— 所给文本 —
Python实现数据库数据导入的多种方式(含单行与批量,适用于SQL Server、MySQL)
几种将数据插入数据库的办法(单行插入、批量插入,针对SQL Server、MySQL,使用insert into)
常见的四种插入途径:
一、单行数据插入(构建insert into语句)
二、批量数据插入(构建insert into语句)
三、大量数据分批次插入(构建insert into语句)
四、借助pandas.DataFrame插入(支持单行与批量)
示例数据
columnsName = [
"SKU", "endCategoryName", "endCategoryID",
"rootCategoryName", "rootCategoryID", "CategoryTreeName", "CategoryTreeID"
]
# 定义值的列表
valueList = [
[19417978, "Nail Art Tools", 107876, "Health & Beauty", 26395,
"Health & Beauty>>Nail Care, Manicure & Pedicure>>Nail Art>>Nail Art Tools", "26395>>47945>>260764>>107876"],
[19418353, "Other Fitness, Running & Yoga", 13362, "Sporting Goods", 888,
"Sporting Goods>>Fitness, Running & Yoga>>Other Fitness, Running & Yoga", "888>>15273>>13362"],
[19418070, "Flags", 43533, "Garden & Patio", 159912, "Garden & Patio>>Décor>>Flags", "159912>>20498>>43533"],
[19417996, "Knitting Needles", 71215, "Crafts", 14339,
"Crafts>>Needlecrafts & Yarn>>Crocheting & Knitting>>Knitting Needles", "14339>>160706>>3094>>71215"],
[19418048, "Binders & Notebooks", 102950, "Home, Furniture & DIY", 11700,
"Home, Furniture & DIY>>Stationery & School Equipment>>Binders & Notebooks", "11700>>16092>>102950"]
]
零、构建插入引擎的方式
from sqlalchemy import create_engine
# 将特殊字符进行URL编码。若密码包含特殊字符,需先编码再传入。无特殊字符可省略。

— 提取材料 —

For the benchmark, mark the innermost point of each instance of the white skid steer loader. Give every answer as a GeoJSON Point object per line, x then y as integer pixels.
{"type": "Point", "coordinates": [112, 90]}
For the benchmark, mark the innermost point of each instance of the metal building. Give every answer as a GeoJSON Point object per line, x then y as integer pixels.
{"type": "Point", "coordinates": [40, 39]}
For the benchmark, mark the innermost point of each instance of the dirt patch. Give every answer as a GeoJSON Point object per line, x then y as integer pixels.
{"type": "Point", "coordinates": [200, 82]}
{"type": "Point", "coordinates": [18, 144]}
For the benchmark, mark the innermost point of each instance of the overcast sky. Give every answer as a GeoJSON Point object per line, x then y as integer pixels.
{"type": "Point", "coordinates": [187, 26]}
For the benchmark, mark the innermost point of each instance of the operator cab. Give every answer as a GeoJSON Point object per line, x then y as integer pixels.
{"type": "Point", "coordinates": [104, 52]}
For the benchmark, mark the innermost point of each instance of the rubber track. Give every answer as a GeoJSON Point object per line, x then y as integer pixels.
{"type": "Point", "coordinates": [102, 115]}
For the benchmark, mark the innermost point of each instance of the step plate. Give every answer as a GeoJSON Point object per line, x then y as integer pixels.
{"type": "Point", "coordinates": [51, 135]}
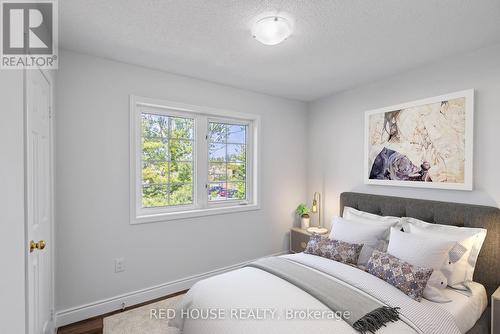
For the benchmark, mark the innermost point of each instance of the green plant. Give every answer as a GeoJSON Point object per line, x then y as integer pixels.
{"type": "Point", "coordinates": [302, 210]}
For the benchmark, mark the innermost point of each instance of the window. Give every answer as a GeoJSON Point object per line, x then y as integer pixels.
{"type": "Point", "coordinates": [189, 161]}
{"type": "Point", "coordinates": [167, 160]}
{"type": "Point", "coordinates": [227, 161]}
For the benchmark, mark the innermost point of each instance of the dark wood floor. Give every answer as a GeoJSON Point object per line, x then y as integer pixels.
{"type": "Point", "coordinates": [94, 325]}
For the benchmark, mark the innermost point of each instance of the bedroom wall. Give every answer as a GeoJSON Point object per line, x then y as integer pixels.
{"type": "Point", "coordinates": [92, 184]}
{"type": "Point", "coordinates": [336, 129]}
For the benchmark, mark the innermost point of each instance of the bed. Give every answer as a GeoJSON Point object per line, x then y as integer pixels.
{"type": "Point", "coordinates": [261, 302]}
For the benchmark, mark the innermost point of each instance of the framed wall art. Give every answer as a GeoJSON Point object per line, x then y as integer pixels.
{"type": "Point", "coordinates": [426, 143]}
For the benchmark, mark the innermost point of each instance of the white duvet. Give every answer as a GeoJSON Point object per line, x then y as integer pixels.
{"type": "Point", "coordinates": [252, 301]}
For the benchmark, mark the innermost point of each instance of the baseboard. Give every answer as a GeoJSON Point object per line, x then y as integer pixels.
{"type": "Point", "coordinates": [82, 312]}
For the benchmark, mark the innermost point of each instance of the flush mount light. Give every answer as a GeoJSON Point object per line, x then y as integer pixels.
{"type": "Point", "coordinates": [271, 30]}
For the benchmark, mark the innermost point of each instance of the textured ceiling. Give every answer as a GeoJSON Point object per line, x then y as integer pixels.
{"type": "Point", "coordinates": [336, 44]}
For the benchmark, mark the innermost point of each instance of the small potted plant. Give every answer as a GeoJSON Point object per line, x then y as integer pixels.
{"type": "Point", "coordinates": [303, 212]}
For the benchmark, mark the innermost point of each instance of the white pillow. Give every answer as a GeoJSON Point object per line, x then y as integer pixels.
{"type": "Point", "coordinates": [366, 217]}
{"type": "Point", "coordinates": [459, 269]}
{"type": "Point", "coordinates": [423, 252]}
{"type": "Point", "coordinates": [351, 231]}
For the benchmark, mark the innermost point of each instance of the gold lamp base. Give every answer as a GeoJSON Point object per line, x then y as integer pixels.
{"type": "Point", "coordinates": [317, 230]}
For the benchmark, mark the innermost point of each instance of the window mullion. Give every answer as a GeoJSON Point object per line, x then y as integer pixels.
{"type": "Point", "coordinates": [201, 177]}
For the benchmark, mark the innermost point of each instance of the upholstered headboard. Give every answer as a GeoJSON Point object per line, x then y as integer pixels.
{"type": "Point", "coordinates": [487, 270]}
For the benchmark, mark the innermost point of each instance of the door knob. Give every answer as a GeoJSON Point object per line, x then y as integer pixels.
{"type": "Point", "coordinates": [36, 245]}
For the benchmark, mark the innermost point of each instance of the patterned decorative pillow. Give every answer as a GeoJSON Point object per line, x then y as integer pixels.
{"type": "Point", "coordinates": [336, 250]}
{"type": "Point", "coordinates": [400, 274]}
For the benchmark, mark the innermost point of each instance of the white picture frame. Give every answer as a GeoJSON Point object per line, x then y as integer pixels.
{"type": "Point", "coordinates": [375, 171]}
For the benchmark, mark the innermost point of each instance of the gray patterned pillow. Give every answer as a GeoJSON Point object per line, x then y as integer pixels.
{"type": "Point", "coordinates": [337, 250]}
{"type": "Point", "coordinates": [400, 274]}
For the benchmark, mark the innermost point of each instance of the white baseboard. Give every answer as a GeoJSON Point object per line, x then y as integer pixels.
{"type": "Point", "coordinates": [82, 312]}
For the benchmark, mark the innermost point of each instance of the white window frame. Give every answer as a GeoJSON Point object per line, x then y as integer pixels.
{"type": "Point", "coordinates": [201, 206]}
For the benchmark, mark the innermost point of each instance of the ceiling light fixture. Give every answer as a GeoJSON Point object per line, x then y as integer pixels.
{"type": "Point", "coordinates": [271, 30]}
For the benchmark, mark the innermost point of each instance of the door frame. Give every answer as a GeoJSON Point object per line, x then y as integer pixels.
{"type": "Point", "coordinates": [49, 76]}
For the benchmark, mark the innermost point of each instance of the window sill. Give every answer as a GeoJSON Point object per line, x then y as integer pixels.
{"type": "Point", "coordinates": [162, 217]}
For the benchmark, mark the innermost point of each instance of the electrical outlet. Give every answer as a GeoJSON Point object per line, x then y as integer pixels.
{"type": "Point", "coordinates": [119, 265]}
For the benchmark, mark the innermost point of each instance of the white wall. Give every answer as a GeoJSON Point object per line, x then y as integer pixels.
{"type": "Point", "coordinates": [336, 129]}
{"type": "Point", "coordinates": [12, 245]}
{"type": "Point", "coordinates": [92, 187]}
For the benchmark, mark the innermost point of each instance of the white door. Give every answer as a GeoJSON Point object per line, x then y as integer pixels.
{"type": "Point", "coordinates": [39, 202]}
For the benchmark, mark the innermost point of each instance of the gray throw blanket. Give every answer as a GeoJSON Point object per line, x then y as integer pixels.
{"type": "Point", "coordinates": [366, 314]}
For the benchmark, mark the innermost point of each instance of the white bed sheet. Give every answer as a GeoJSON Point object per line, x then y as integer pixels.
{"type": "Point", "coordinates": [465, 309]}
{"type": "Point", "coordinates": [253, 288]}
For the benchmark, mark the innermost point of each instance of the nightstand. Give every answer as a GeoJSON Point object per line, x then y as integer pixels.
{"type": "Point", "coordinates": [299, 239]}
{"type": "Point", "coordinates": [495, 312]}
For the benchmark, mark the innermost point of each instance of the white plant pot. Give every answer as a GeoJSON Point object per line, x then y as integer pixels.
{"type": "Point", "coordinates": [304, 223]}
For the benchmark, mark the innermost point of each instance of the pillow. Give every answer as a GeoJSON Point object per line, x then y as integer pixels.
{"type": "Point", "coordinates": [333, 249]}
{"type": "Point", "coordinates": [459, 269]}
{"type": "Point", "coordinates": [423, 252]}
{"type": "Point", "coordinates": [406, 277]}
{"type": "Point", "coordinates": [366, 217]}
{"type": "Point", "coordinates": [368, 234]}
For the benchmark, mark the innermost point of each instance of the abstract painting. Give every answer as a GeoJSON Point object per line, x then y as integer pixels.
{"type": "Point", "coordinates": [425, 143]}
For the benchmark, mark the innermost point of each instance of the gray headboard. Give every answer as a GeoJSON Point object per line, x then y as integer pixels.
{"type": "Point", "coordinates": [487, 270]}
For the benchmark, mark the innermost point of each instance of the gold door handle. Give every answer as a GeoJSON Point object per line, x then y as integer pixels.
{"type": "Point", "coordinates": [36, 245]}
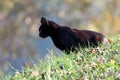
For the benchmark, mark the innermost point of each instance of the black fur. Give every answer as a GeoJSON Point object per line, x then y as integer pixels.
{"type": "Point", "coordinates": [66, 38]}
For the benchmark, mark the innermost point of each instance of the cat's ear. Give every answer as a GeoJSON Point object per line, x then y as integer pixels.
{"type": "Point", "coordinates": [44, 21]}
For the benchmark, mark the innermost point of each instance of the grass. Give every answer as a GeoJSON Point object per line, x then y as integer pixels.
{"type": "Point", "coordinates": [101, 63]}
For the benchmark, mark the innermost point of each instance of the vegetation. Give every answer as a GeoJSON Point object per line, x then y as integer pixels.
{"type": "Point", "coordinates": [101, 63]}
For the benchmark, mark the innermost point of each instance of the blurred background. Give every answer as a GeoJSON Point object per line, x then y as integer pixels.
{"type": "Point", "coordinates": [20, 21]}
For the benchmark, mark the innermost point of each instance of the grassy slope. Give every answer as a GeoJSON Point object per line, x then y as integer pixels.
{"type": "Point", "coordinates": [88, 64]}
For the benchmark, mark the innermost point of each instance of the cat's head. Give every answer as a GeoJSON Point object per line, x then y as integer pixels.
{"type": "Point", "coordinates": [47, 27]}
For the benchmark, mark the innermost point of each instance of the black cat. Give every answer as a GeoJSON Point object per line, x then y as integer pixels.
{"type": "Point", "coordinates": [68, 39]}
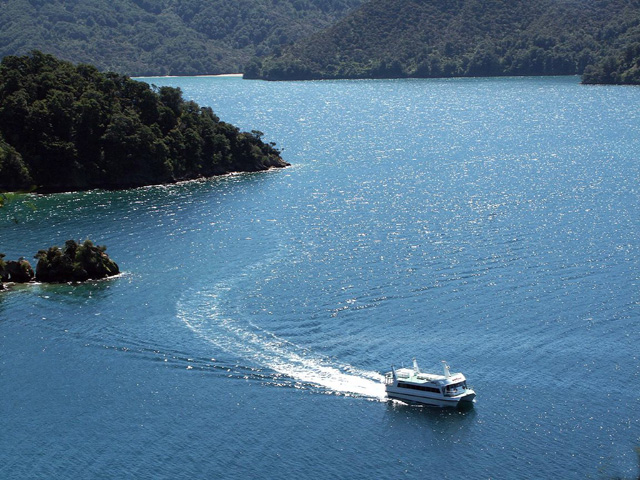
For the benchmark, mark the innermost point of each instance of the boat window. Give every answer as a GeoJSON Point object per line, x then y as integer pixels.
{"type": "Point", "coordinates": [423, 388]}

— 练习任务 —
将所给文本中从“Python实现数据库数据导”到“三、大量数据分批次插入(构建insert into语句)”的部分一字不差地抄写出来。 以上条目取自另一来源。

— 参考答案 —
Python实现数据库数据导入的多种方式(含单行与批量,适用于SQL Server、MySQL)
几种将数据插入数据库的办法(单行插入、批量插入,针对SQL Server、MySQL,使用insert into)
常见的四种插入途径:
一、单行数据插入(构建insert into语句)
二、批量数据插入(构建insert into语句)
三、大量数据分批次插入(构建insert into语句)